══ EXTRAIT ══

119 Chapitre 17 : Histoire de la rédaction de l’évangile de Jean

Histoire de la rédaction de l’évangile de Jean

La rédaction et la valeur historique de l’évangile de Jean.

1 – La rédaction de l’évangile de Jean

On date habituellement l’évangile de Jean des années 90 à 100. Que s’est-il passé entre les années 30 et les années 90 ? Car un Évangile a toujours une histoire, aucun des quatre n’a été écrit en une seule fois, en un seul jour !

Pour ce qui est de l’évangile de Jean, bien des hypothèses ont été émises, mais grosso modo, les analyses littéraires et théologiques font ressortir à peu près les mêmes étapes, la plupart du temps au nombre de quatre :

1ère étape : à la base, une tradition ancienne, dont l’apôtre Jean pourrait être à l’origine, comme l’attestent très rapidement des sources autorisées (comme saint Irénée, au 2ème siècle). Être à la source du quatrième évangile ne veut pas dire forcément l’avoir rédigé.

═══
══ EXTRAIT DES DONNÉES ══

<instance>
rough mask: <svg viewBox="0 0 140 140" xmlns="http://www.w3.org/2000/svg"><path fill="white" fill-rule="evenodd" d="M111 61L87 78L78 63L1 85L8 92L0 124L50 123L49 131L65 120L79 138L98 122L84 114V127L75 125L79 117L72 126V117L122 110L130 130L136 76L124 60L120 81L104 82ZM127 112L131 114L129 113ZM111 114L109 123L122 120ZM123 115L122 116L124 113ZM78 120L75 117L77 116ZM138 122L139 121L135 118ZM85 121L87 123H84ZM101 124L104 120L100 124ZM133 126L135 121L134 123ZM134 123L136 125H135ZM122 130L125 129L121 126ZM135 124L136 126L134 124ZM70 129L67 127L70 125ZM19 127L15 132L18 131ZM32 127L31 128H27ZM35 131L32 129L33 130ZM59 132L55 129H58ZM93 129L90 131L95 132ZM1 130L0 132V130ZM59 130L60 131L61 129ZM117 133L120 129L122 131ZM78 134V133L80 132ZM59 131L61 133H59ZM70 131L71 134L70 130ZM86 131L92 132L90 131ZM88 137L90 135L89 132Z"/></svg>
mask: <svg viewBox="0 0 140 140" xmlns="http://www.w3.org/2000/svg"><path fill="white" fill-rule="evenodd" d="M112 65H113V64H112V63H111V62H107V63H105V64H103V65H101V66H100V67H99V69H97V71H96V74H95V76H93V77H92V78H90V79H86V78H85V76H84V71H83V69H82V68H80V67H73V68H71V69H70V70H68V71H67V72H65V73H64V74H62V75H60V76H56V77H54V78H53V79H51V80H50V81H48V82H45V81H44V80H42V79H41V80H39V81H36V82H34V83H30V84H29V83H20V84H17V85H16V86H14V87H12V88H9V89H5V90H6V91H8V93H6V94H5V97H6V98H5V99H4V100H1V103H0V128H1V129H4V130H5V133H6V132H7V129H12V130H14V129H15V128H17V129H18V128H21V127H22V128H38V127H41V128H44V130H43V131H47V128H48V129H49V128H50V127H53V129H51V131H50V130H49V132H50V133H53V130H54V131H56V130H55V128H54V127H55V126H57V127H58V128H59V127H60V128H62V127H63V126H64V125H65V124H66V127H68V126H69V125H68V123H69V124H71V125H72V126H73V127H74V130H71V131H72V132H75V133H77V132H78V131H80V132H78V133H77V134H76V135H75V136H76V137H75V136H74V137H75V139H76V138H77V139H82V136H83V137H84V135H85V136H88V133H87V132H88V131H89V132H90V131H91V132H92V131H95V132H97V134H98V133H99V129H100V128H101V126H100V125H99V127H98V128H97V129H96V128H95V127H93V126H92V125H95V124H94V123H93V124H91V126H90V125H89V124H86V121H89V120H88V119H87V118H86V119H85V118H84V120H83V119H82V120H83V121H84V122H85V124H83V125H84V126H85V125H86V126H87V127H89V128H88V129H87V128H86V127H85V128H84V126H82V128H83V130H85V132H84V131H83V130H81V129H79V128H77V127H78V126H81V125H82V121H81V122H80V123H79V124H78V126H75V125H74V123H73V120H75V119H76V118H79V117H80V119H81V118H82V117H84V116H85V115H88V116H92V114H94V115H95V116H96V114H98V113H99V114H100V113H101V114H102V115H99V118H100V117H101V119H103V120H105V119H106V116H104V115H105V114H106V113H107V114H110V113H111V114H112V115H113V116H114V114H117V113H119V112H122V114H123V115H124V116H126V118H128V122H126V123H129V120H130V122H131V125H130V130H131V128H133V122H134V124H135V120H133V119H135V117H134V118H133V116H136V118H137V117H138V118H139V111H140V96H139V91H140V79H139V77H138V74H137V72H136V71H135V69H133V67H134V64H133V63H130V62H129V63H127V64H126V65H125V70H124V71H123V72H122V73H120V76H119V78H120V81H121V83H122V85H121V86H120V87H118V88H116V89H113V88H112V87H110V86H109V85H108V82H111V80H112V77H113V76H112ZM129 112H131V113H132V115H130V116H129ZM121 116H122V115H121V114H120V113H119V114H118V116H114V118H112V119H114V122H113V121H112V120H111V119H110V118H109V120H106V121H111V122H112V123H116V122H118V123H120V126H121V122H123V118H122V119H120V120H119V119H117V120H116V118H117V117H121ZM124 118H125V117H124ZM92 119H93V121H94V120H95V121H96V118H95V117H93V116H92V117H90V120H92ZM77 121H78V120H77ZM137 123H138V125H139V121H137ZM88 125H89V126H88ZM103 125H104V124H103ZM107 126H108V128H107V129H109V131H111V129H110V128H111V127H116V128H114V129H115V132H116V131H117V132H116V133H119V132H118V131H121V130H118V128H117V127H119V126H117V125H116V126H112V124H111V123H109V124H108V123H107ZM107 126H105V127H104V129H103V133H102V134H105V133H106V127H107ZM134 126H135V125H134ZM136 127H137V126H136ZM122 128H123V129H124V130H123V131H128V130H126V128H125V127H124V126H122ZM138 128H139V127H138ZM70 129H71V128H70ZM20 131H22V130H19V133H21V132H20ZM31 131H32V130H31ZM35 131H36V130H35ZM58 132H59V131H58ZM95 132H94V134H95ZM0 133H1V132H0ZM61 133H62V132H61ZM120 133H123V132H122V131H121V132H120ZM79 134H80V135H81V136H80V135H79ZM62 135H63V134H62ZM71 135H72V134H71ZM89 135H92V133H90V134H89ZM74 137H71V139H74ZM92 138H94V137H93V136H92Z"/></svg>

═══

## CONSIGNE DÉTAILLÉE
Prolongez le texte consacré à la rédaction de l’évangile de Jean, en reprenant juste après sa dernière phrase.

## RÉPONSE ATTENDUE
2ème étape : un groupe de disciples de ce Jean l’apôtre développe cette tradition ancienne qui dès lors s’amplifie. Récits et discours prennent forme et se transmettent encore de façon orale.

3ème étape : manifestement, à un moment donné, un chef de file émerge, qui devient l’auteur de l’évangile (souvent appelé l’évangéliste) à peu près sous la forme que nous connaissons : il rassemble, il élague, il organise.

4ème étape : un peu de temps a passé, la situation de la communauté chrétienne a changé. Le contexte est devenu plus polémique. Des disciples retouchent encore un peu l’évangile en fonction de cette nouvelle situation. En même temps, ils ont le souci de récupérer des éléments qui appartenaient à la tradition orale de la 2ème étape et qui avaient été éliminés par l’auteur de la 3ème étape.

L’histoire de la rédaction de l’évangile de Jean s’étale assurément sur plusieurs décennies, c’est pourquoi on parle d’une « école johannique » : des thèmes, des données, ont été véhiculés au sein d’une communauté de disciples qui se réclamait de l’enseignement de l’apôtre Jean.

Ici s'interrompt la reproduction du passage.